**YOUR OBJECTIVE**
Could you change every "instance" in the entries below to "occurrence" and leave everything else untouched?

**MATERIAL FOR THE TASK**
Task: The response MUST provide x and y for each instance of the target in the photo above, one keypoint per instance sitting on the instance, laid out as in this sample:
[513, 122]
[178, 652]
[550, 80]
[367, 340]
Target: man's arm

**RESPONSE**
Task: The response MUST provide x and y for each occurrence of the target in the photo above, one keypoint per occurrence sitting on the occurrence, laid out as in this sample:
[513, 122]
[178, 652]
[550, 80]
[367, 340]
Target: man's arm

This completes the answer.